任务要求 1 ->
照原文抄录有理数四则运算这篇文字中从"1.题目给出两个分数,求这两个分数的四则运算结果。"到"product and quotient."的部分。
任务要求 2 ->
根据有理数四则运算这篇文字回答：
(a) 数字转为 string 时需要考虑什么情况？
(b) 输入中如有负号，只能出现在什么位置？
(c) 除法中分母为零时，结果输出什么？

选段摘录 ->

□ □ □

1.题目给出两个分数,求这两个分数的四则运算结果。
2.注意在数字和string转化过程中,需要考虑数字不是只有一位的,如300转为“300”,一开始卡在里这里,
测试用例:
24/8 100/10
24/11 300/11
3.该题用到了欧几里德算法求最小公约数gcd(a,b)
算法如下:
//欧几里德算法求最大公约数gcd,其中a>b
long long gcd(long long a, long long b)
{
return b == 0 ? a : gcd(b, a%b);
}
For two rational numbers, your task is to implement the basic arithmetics, that is, to calculate their sum, difference, product and quotient.
Input Specification:
Each input file contains one test case, which gives in one line the two rational numbers in the format “a1/b1 a2/b2”. The numerators and the denominators are all in the range of long int. If there is a negative sign, it must appear only in front of the numerator. The denominators are guaranteed to be non-zero numbers.
Output Specification:
For each test case, print in 4 lines the sum, difference, product and quotient of the two rational numbers, respectively. The format of each line is “number1 operator number2 = result”. Notice that all the rational numbers must be in their simplest form “k a/b”, where k is the integer part, and a/b is the simplest fraction part. If the number is negative, it must be included in a pair of parentheses. If the denominator in the division is zero, output “Inf” as the result. It is guaranteed that all the output integers are in the range of long int.
Sample Input 1:
2/3 -4/2
Sample Output 1:
2/3 + (-2) = (-1 1/3) 2/3 - (-2) = 2 2/3 2/3 * (-2) = (-1 1/3) 2/3 / (-2) = (-1/3)
Sample Input 2:
5/3 0/6
Sample Output 2:
1 2/3 + 0 = 1 2/3 1 2/3 - 0 = 1 2/3 1 2/3 * 0 = 0 1 2/3 / 0 = Inf
AC代码:
//#include<string>
//#include <iomanip>
#include<vector>
#include <algorithm>
//#include<stack>
#include<set>
#include<queue>
#include<map>
//#include<unordered_set>
#include<unordered_map>
//#include <sstream>
//#include "func.h"
//#include <list>
#include<stdio.h>
#include<iostream>
#include<string>
#include<memory.h>
#include<limits.h>
using namespace std;
/*
24/8 100/10
24/11 300/11
0/0 2/3
*/
//欧几里德算法求最大公约数gcd
long long gcd(long long a, long long b)
{
return b == 0 ? a : gcd(b, a%b);
}
void str2num(string str, long long&top, long long&bot, int&sign)
{
bool first = true;
for (int i = 0; i < str.size(); i++)
{
if (str[i] == '-')
sign = -1;
else if (str[i] != '/'&&first)

□ □ □

数据摘录 ->
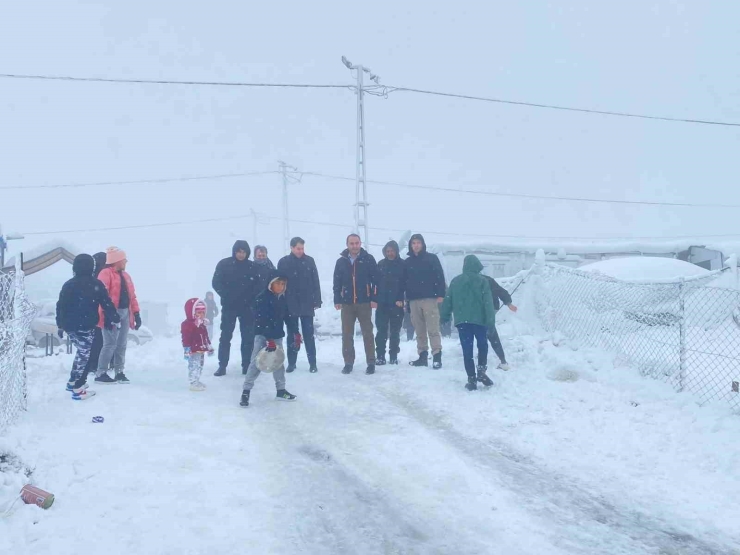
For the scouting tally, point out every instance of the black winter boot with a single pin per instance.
(423, 359)
(437, 360)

□ □ □

完整回答 1 ->
1.题目给出两个分数,求这两个分数的四则运算结果。
2.注意在数字和string转化过程中,需要考虑数字不是只有一位的,如300转为“300”,一开始卡在里这里,
测试用例:
24/8 100/10
24/11 300/11
3.该题用到了欧几里德算法求最小公约数gcd(a,b)
算法如下:
//欧几里德算法求最大公约数gcd,其中a>b
long long gcd(long long a, long long b)
{
return b == 0 ? a : gcd(b, a%b);
}
For two rational numbers, your task is to implement the basic arithmetics, that is, to calculate their sum, difference, product and quotient.

完整回答 2 ->
(a) 数字不是只有一位的，例如 300 要转为"300"。
(b) 只能出现在分子前面。
(c) 输出"Inf"。